Prova tu:
Secondo l'estratto sui modelli epidemiologici, in quale giorno il modello SEIR del gruppo guidato da Choujun Zhan collocava il picco in Lombardia? Per favore, rispondi con una frase breve.

Estratto del testo:
::::::
Ci si è soffermati sui modelli dei gruppi di ricerca di Wu e di Zhong per la loro autorevolezza, ma non sono certamente gli unici, il SIR di McKendrick e Kermack sta vivendo una nuova giovinezza, portando bene i suoi novantatre anni. Comprensibilmente i modelli successivi non si sono limitati alla Cina. Per esempio il gruppo di ricerca informatica della South China Normal University, con Choujun Zhan primo ricercatore, ha elaborato modelli SEIR adattati ai dati di Cina, Corea del Sud, Iran ed Italia, usando i dati reali fino al 6 marzo. Per l’Italia il modello è stato decisamente ottimista, prevedendo per esempio per la Lombardia il picco al 15 marzo e un rapido calo fino a pochi casi ad inizio aprile, profezia non molto diversa per Piemonte ed Emilia Romagna, solamente per la Basilicata veniva prevista una discesa meno rapida, e numeri di infetti maggiori di quelli che si sono poi verificati.

Conclusioni

Se si è in più riprese spiegato il motivo per cui l’IA rimane ai margini nel proferire profezie sul COVID-19, rimane comunque deludente anche la poca affidabilità di un modello, come il SIR, che parte proprio dal meccanismo essenziale di trasmissione dell’infezione. Abbiamo vari casi di modelli che non derivano dall’IA, ma predicono il futuro in modo ammirevole, tramite la formulazione matematica delle leggi che regolano il fenomeno in esame. Esemplare è il caso della meteorologia. I modelli contemporanei producono previsioni di una precisione ammirevole, anche su tempi molto lunghi. Ne beneficiano tutti per pianificare le loro attività (meno in questo periodo) o anche per la sola eterna curiosità di vedere come andrà il tempo, ma è meno evidente per i non addetti ai lavori che senza la disponibilità di previsioni meteorologiche sarebbero impossibili sia la navigazione marittima che quella aerea. Eppure le leggi che regolano l’atmosfera e la sua interazione con mari e terra sono incommensurabilmente più complesse rispetto alla interazioni tra persone che vanno contagiandosi virus. Da quando esistono, i modelli di previsione atmosferica globale sono i principali clienti dei supercomputer più potenti esistenti. Di contro un modello SIR per i dati di Cina o Italia può funzionare su un computer casalingo.
::::::
Dati forniti:
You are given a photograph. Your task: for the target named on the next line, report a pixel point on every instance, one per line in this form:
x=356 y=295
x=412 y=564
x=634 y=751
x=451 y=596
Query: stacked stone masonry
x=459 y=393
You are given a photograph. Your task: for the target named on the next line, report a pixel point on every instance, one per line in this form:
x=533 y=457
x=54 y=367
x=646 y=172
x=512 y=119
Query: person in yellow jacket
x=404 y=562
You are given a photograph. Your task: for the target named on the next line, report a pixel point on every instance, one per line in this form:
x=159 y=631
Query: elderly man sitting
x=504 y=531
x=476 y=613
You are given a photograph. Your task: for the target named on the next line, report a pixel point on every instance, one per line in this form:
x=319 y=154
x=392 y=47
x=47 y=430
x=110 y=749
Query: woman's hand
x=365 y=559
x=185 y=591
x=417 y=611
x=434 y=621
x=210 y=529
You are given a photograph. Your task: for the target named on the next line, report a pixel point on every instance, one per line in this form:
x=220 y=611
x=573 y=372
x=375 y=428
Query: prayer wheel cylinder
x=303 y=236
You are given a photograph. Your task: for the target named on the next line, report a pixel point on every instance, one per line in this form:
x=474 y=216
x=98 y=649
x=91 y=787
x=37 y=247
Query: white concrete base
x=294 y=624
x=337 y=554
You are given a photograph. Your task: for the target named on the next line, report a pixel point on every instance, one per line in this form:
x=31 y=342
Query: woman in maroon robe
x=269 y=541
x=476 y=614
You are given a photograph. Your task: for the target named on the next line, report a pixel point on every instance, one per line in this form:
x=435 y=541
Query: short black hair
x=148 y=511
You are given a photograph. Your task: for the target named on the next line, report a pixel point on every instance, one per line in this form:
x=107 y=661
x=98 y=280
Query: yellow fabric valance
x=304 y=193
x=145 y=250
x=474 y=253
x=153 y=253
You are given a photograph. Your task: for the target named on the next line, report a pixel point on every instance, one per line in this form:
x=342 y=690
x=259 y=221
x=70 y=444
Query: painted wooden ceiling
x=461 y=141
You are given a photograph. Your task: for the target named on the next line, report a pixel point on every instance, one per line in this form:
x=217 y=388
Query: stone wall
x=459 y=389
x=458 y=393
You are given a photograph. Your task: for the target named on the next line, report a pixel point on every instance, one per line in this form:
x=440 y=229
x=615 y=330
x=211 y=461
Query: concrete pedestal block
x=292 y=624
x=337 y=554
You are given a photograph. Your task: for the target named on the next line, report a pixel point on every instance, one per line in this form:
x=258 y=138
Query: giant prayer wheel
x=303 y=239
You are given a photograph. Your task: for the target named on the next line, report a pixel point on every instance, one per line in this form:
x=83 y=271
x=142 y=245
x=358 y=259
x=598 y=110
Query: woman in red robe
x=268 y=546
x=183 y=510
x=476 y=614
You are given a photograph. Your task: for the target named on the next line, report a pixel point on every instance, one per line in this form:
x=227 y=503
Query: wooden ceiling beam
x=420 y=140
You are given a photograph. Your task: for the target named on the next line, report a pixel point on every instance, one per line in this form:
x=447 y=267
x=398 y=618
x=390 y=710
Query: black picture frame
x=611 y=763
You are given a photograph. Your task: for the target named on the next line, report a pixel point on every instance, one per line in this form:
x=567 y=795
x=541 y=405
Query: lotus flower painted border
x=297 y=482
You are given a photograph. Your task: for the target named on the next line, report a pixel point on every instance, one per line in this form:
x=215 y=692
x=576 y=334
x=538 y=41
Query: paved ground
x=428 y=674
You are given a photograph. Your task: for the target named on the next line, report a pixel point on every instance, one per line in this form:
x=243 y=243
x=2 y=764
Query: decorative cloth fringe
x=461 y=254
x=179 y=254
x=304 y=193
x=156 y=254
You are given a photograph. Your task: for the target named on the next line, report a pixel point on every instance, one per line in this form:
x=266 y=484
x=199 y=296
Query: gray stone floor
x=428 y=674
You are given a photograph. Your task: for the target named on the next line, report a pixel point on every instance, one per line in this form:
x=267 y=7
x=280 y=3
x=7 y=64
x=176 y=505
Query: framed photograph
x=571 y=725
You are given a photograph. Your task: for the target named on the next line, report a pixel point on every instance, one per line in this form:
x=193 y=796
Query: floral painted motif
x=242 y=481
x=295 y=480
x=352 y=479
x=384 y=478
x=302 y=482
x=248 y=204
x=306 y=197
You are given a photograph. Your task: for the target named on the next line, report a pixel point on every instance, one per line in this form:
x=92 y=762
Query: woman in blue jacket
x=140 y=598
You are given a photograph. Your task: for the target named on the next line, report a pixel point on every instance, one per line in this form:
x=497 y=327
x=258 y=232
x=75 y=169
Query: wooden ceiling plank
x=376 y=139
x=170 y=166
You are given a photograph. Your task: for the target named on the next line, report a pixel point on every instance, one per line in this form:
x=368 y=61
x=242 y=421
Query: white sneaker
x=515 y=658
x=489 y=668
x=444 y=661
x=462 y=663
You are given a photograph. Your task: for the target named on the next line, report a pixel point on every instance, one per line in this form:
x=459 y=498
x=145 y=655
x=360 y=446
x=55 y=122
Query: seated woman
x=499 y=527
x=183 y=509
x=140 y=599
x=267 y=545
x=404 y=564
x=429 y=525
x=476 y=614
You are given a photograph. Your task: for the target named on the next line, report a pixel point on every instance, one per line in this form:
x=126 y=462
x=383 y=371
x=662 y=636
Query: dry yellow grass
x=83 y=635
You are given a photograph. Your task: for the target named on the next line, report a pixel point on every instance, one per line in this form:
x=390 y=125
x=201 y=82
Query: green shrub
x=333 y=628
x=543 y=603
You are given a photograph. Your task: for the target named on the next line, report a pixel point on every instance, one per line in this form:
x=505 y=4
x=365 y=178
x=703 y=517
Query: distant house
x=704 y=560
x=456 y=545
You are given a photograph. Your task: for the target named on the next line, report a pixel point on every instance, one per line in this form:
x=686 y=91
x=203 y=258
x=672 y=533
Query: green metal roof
::::::
Risposta al compito:
Il modello collocava il picco in Lombardia al 15 marzo.